> [SELECTED TEXT]:

The day after assesments of the Wall Street Fix are not sanguine. The essence of the argument is that the government has still not done the right thing because all the derivative based bad debt has:
1)Not been identified and reported completely to the SEC+Fed by the investment banks and other bad funds holders;
2)the underlying problem of how to evaluate and price these bad instruments has still not been solved;
3)bad players are still being rewarded with a)Moral Hazard Insurance and b)likely immunity from any reprimands. For example, short sellers are the only parties “being disciplined” and they are back in business by mid-October.
4)the rating agencies like S+P and Moodys, which really enabled this process to move forward and gain traction, stand on the sidelines waving Innocent and Scott Free banners to any and all sundry parties.
If you believe the Fat Lady has Sung the last of the blue-it song, Wall Street Woes, just consider the following:
Barrons – of course looks at this crisis strictly from the investment point of view
BBC – reports succinctly what is on the line, enormous spending equal to the 5 years of Iraq war
Business Week – says the bill is $3trillion, spells out who owes and who loses – and calls the bailout “iffy”

> [PROBLEM 1]:
In the Wall Street bailout commentary, how large does Business Week say the bill is?
> [PROBLEM 2]:
Write the next part of the Wall Street bailout commentary, starting right after its last line.
The rows are separate material, unrelated to the Wall Street bailout commentary.

(Items listed in a dataset)
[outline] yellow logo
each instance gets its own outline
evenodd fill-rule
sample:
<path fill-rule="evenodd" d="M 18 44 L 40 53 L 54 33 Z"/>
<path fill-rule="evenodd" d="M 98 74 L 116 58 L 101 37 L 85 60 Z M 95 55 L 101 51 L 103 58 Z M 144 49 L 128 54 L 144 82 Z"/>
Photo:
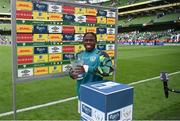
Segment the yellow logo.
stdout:
<path fill-rule="evenodd" d="M 34 34 L 33 41 L 35 42 L 46 42 L 48 41 L 48 34 Z"/>
<path fill-rule="evenodd" d="M 32 11 L 32 2 L 22 2 L 22 1 L 16 1 L 16 9 L 17 10 L 28 10 Z"/>
<path fill-rule="evenodd" d="M 37 12 L 37 11 L 34 11 L 33 12 L 33 18 L 34 19 L 47 20 L 47 13 L 46 12 Z"/>
<path fill-rule="evenodd" d="M 56 62 L 62 60 L 62 54 L 50 54 L 49 55 L 49 62 Z"/>
<path fill-rule="evenodd" d="M 115 24 L 116 23 L 116 19 L 114 18 L 107 18 L 107 24 Z"/>
<path fill-rule="evenodd" d="M 17 47 L 17 55 L 32 55 L 33 47 Z"/>
<path fill-rule="evenodd" d="M 49 67 L 49 73 L 60 73 L 62 70 L 62 66 L 58 65 L 58 66 L 50 66 Z"/>
<path fill-rule="evenodd" d="M 106 24 L 106 17 L 98 16 L 97 17 L 97 23 L 99 23 L 99 24 Z"/>
<path fill-rule="evenodd" d="M 34 75 L 48 74 L 48 67 L 34 68 Z"/>
<path fill-rule="evenodd" d="M 33 26 L 32 25 L 18 24 L 18 25 L 16 25 L 16 29 L 17 29 L 18 33 L 32 33 Z"/>
<path fill-rule="evenodd" d="M 49 13 L 49 20 L 62 21 L 62 14 L 59 14 L 59 13 Z"/>
<path fill-rule="evenodd" d="M 34 63 L 48 62 L 48 55 L 34 55 Z"/>

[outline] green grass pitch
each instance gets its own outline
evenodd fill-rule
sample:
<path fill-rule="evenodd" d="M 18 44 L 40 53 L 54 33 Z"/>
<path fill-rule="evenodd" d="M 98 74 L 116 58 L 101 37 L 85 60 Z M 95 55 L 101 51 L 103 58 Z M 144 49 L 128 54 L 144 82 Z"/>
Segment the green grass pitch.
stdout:
<path fill-rule="evenodd" d="M 0 46 L 0 114 L 12 111 L 11 48 Z M 118 46 L 117 78 L 120 83 L 180 71 L 180 46 Z M 169 77 L 169 86 L 180 90 L 180 74 Z M 180 119 L 180 94 L 166 99 L 160 79 L 133 85 L 134 120 Z M 36 80 L 17 85 L 17 108 L 26 108 L 76 96 L 69 77 Z M 13 119 L 12 115 L 0 120 Z M 19 120 L 79 120 L 77 99 L 17 114 Z"/>

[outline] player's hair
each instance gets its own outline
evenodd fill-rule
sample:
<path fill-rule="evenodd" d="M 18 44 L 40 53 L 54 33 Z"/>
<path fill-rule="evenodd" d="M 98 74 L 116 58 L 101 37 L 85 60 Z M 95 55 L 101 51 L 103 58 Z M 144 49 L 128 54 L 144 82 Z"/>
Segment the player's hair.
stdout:
<path fill-rule="evenodd" d="M 93 32 L 86 32 L 86 33 L 84 34 L 84 36 L 83 36 L 83 40 L 84 40 L 84 37 L 85 37 L 86 35 L 88 35 L 88 34 L 93 35 L 93 36 L 95 37 L 95 41 L 97 42 L 97 36 L 96 36 L 96 34 L 93 33 Z"/>

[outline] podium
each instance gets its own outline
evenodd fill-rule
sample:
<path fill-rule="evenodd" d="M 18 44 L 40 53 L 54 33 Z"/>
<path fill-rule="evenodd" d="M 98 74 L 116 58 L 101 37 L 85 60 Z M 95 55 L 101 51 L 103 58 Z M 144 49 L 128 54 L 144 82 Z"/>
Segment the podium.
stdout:
<path fill-rule="evenodd" d="M 82 121 L 132 120 L 133 87 L 113 81 L 81 85 Z"/>

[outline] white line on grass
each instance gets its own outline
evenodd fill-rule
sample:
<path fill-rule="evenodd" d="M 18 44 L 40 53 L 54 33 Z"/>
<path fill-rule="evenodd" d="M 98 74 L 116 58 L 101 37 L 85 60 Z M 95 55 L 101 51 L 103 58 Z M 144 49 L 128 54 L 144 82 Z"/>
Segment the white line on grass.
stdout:
<path fill-rule="evenodd" d="M 175 75 L 175 74 L 178 74 L 178 73 L 180 73 L 180 71 L 173 72 L 173 73 L 170 73 L 168 75 L 172 76 L 172 75 Z M 149 78 L 149 79 L 145 79 L 145 80 L 136 81 L 136 82 L 130 83 L 129 85 L 136 85 L 136 84 L 148 82 L 148 81 L 155 80 L 155 79 L 159 79 L 159 76 L 156 76 L 156 77 L 153 77 L 153 78 Z M 38 108 L 42 108 L 42 107 L 47 107 L 47 106 L 51 106 L 51 105 L 55 105 L 55 104 L 59 104 L 59 103 L 63 103 L 63 102 L 71 101 L 71 100 L 75 100 L 75 99 L 77 99 L 77 96 L 76 97 L 70 97 L 70 98 L 62 99 L 62 100 L 58 100 L 58 101 L 54 101 L 54 102 L 50 102 L 50 103 L 45 103 L 45 104 L 41 104 L 41 105 L 36 105 L 36 106 L 32 106 L 32 107 L 27 107 L 27 108 L 19 109 L 16 112 L 17 113 L 25 112 L 25 111 L 29 111 L 29 110 L 34 110 L 34 109 L 38 109 Z M 11 114 L 13 114 L 13 111 L 6 112 L 6 113 L 1 113 L 0 117 L 8 116 L 8 115 L 11 115 Z"/>

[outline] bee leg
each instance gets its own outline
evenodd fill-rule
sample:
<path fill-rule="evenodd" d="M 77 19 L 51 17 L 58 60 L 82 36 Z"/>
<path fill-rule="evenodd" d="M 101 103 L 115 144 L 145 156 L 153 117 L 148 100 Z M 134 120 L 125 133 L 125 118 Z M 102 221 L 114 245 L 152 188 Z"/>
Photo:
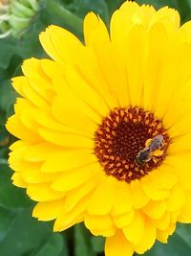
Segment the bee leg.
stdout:
<path fill-rule="evenodd" d="M 156 156 L 153 156 L 152 157 L 152 160 L 153 160 L 153 162 L 155 163 L 155 164 L 157 164 L 157 162 L 159 160 L 158 157 L 156 157 Z"/>

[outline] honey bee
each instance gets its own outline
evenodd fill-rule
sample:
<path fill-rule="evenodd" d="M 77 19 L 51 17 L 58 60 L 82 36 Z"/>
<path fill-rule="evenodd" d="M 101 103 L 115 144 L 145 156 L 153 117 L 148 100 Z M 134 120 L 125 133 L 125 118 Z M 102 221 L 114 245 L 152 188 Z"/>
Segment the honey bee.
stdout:
<path fill-rule="evenodd" d="M 145 148 L 138 153 L 136 156 L 136 163 L 138 166 L 144 165 L 146 162 L 149 162 L 151 159 L 156 161 L 155 156 L 160 156 L 163 154 L 161 150 L 164 146 L 164 138 L 161 134 L 158 134 L 152 139 L 148 139 L 145 143 Z"/>

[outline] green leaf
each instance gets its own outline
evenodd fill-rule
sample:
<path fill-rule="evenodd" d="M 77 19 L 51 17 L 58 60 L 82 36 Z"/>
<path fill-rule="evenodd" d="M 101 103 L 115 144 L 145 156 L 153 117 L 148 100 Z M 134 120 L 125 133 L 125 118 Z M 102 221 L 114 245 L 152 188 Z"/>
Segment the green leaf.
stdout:
<path fill-rule="evenodd" d="M 168 244 L 163 244 L 159 242 L 155 244 L 153 248 L 146 252 L 145 256 L 190 256 L 191 255 L 191 227 L 181 224 L 175 234 L 173 234 Z"/>
<path fill-rule="evenodd" d="M 15 213 L 0 206 L 0 242 L 12 226 Z"/>
<path fill-rule="evenodd" d="M 91 237 L 94 251 L 101 253 L 104 251 L 105 239 L 103 237 Z"/>
<path fill-rule="evenodd" d="M 104 0 L 75 0 L 71 1 L 68 8 L 77 16 L 84 18 L 89 12 L 98 13 L 103 20 L 108 22 L 109 13 L 108 7 Z"/>
<path fill-rule="evenodd" d="M 178 8 L 177 4 L 175 3 L 174 0 L 137 0 L 137 3 L 138 3 L 139 5 L 153 5 L 156 9 L 159 9 L 162 8 L 164 6 L 168 6 L 171 8 Z"/>
<path fill-rule="evenodd" d="M 42 247 L 52 236 L 56 236 L 56 234 L 53 235 L 52 230 L 46 223 L 37 221 L 31 215 L 31 210 L 18 211 L 11 228 L 0 242 L 0 253 L 2 256 L 29 255 L 35 248 Z"/>
<path fill-rule="evenodd" d="M 30 256 L 68 256 L 67 244 L 60 234 L 53 234 Z"/>
<path fill-rule="evenodd" d="M 96 256 L 90 240 L 90 232 L 83 224 L 74 226 L 74 256 Z"/>
<path fill-rule="evenodd" d="M 11 84 L 11 81 L 2 81 L 0 84 L 0 109 L 5 111 L 6 118 L 12 112 L 15 98 L 16 92 Z"/>
<path fill-rule="evenodd" d="M 117 10 L 122 5 L 122 3 L 125 2 L 125 0 L 113 0 L 113 1 L 105 0 L 105 2 L 107 3 L 108 11 L 109 11 L 109 13 L 110 13 L 110 16 L 111 16 L 111 14 L 116 10 Z"/>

> [RESPONSE BOX 1]:
Business Week says the bill is $3 trillion.

> [RESPONSE BOX 2]:
The Economist – identifies derivatives as the root of the problem, not yet handled, and germ for a Nuclear Winter
Forbes – calls it Financial Statesmanship for the Ages
NYTimes – calls the bailout a Hail Mary pass
USNews&World Report – provides historical perspective
This party thinks that the NYTimes and The Economist have got this right. Because the extent of the bad derivative-based disease is not known, the size and effectiveness of the cure is also up in the air. Our Greedy Guts Itself story from last November is looking scarily prescient. Alas, small consolation, I need a 5th of financial sobering up as recession looms ever larger.